BEGIN SOURCE EXTRACT

Manglano-Ovalle is the recipient of a 2001 MacArthur Foundation fellowship, and is participating in Documenta 12, 2007.

Oliver Herring is among a select group of contemporary artists rigorously exploring the dynamic relationship between photography and sculpture. Performance is central to his work and practice, such as the process of knitting, and his efforts to combine, layer and piece together photographic fragments into sculptural wholes. His work ranges from ethereal sculptures of Mylar knitted into human figures, clothing, and furniture, to open-ended stop-action videos that embrace chance, stream-of-consciousness, and the unpredictable. Herring was born in Heidelberg, Germany, and now lives and works in Brooklyn, New York. He is the recipient of grants from Artspace, The New York Foundation for the Arts, and the Joan Mitchell Foundation. He has had solo exhibitions at the Museum of Modern Art, New York; the Solomon R. Guggenheim Museum, New York; and the New Museum of Contemporary Art, New York, among others. top

Paul Ramirez Jonas explores themes of time, expiration and memory which are central to his work. In his projects what looks like invention is but, re-enactment, and what seems exploration is but walking in someone else‚s footsteps. However, not unlike a musician reading from a score or an actor performing from a play, the pre-existence of a text does not preclude passion, enthusiasm, humor and new meanings. He holds a Master of Fine Arts degree from Rhode Island School of Design and a Bachelor of Arts degree from Brown University. His honors include grants from the National Endowment for the Arts, the International Studio Program in Sweden, and the Atlantic Center for the Arts, among others. Ramirez Jonas has upcoming exhibitions in 2007 and 2008 at The Jack S. Blanton Museum of Art, Austin, Texas; Roger Björkholmen Galleri, Stockholm, Sweden; and The Aldrich Contemporary Art Museum, Ridgefield, Connecticut. top

Steve DiBenedetto’s finely detailed and luxurious work emanates a palpable energy. He is best known for his chromatic topographies of gnarled, tactile layers, which are scraped, gouged, and splattered to electric levels, in limbo between decomposition and unity. His paintings and drawings, described as “cerebral folk art,” are alive with organic and mechanic forms that collide to create improvisational yet obsessive structures. In 2005, he was included in a group exhibition at the Whitney Museum of American Art, “Remote Viewing,” curated by Elisabeth Sussman. DiBenedetto has been the recipient of several awards, including a John Simon Guggenheim Memorial Fellowship Award, an American Academy of Arts and Letters Award in Painting, and the Tiffany Foundation Award. He lives in New York City and has taught at Columbia University, Cooper Union, and Mason Gross School of the Arts at Rutgers University.

Joanne Greenbaum combines multiple techniques and colors to explore the concept of gesture outside of its expressionistic trope. Her paintings serve as surfaces upon which she performs with paint. “In fact, I make painting by building,” she states. In a 2000 BOMB Artist on Artists piece on Greenbaum, Mary Heilmann mused, “Joanne Greenbaum’s line, especially in her recent paintings, has taken on a life of its own. Freed from the work of defining edges, it has become a figure in itself, a maze, stepping round and round and back and forth, making a deep and psychedelic space. These mazes [give] one the experience of several kinds of space at the same time.”

Joanne Greenbaum shows in NY with D’Amilio Terras, in London, UK with Greengrassi Gallery and in Basel, Switzerland with Nicolas Krupp Gallery. Her paintings were included in The Triumph of Painting, Abstract America at The Saatchi Gallery, London, UK in 2007. In 2008 she will have a solo museum survey at Museum Abteiberg, Monchengladbach, Germany that will travel to Haus Konstruktiv, Zurich, Switzerland.

Greenbaum’s recent awards include: Artist in Residence, The Chinati Foundation, Marfa, TX; The Pollack-Krasner Foundation Grant; The Richard C. Diebenkorn Teaching Fellowship, San Francisco Art Institute; Michael and Nina Sundell Residency for a Visual Artist, Yaddo; Skowhegan School of Painting and Sculpture, Faculty/Resident Artist; and Rockefeller Foundation, Bellagio Study and conference center, Bellagio, Italy.

END SOURCE EXTRACT
BEGIN DATA EXTRACT

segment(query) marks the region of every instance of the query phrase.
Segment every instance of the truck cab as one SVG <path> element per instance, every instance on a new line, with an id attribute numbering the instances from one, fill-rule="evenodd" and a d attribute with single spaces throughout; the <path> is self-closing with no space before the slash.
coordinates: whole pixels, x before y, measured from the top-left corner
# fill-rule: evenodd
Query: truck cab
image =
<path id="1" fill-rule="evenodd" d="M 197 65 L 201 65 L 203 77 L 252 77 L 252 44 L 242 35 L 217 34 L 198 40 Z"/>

END DATA EXTRACT

### ASSIGNED TASK
Do statements (a), (b), and (c) agree with the artist profiles? Answer yes or no for each and quote the deciding words from the profiles. (a) Oliver Herring was born in Brooklyn, New York. (b) Paul Ramirez Jonas holds a Bachelor of Arts degree from Brown University. (c) Steve DiBenedetto's 2005 group exhibition at the Whitney Museum of American Art was curated by Mary Heilmann.

### RESPONSE AREA
(a) No: "Herring was born in Heidelberg, Germany, and now lives and works in Brooklyn, New York."
(b) Yes: "a Bachelor of Arts degree from Brown University"
(c) No: "curated by Elisabeth Sussman"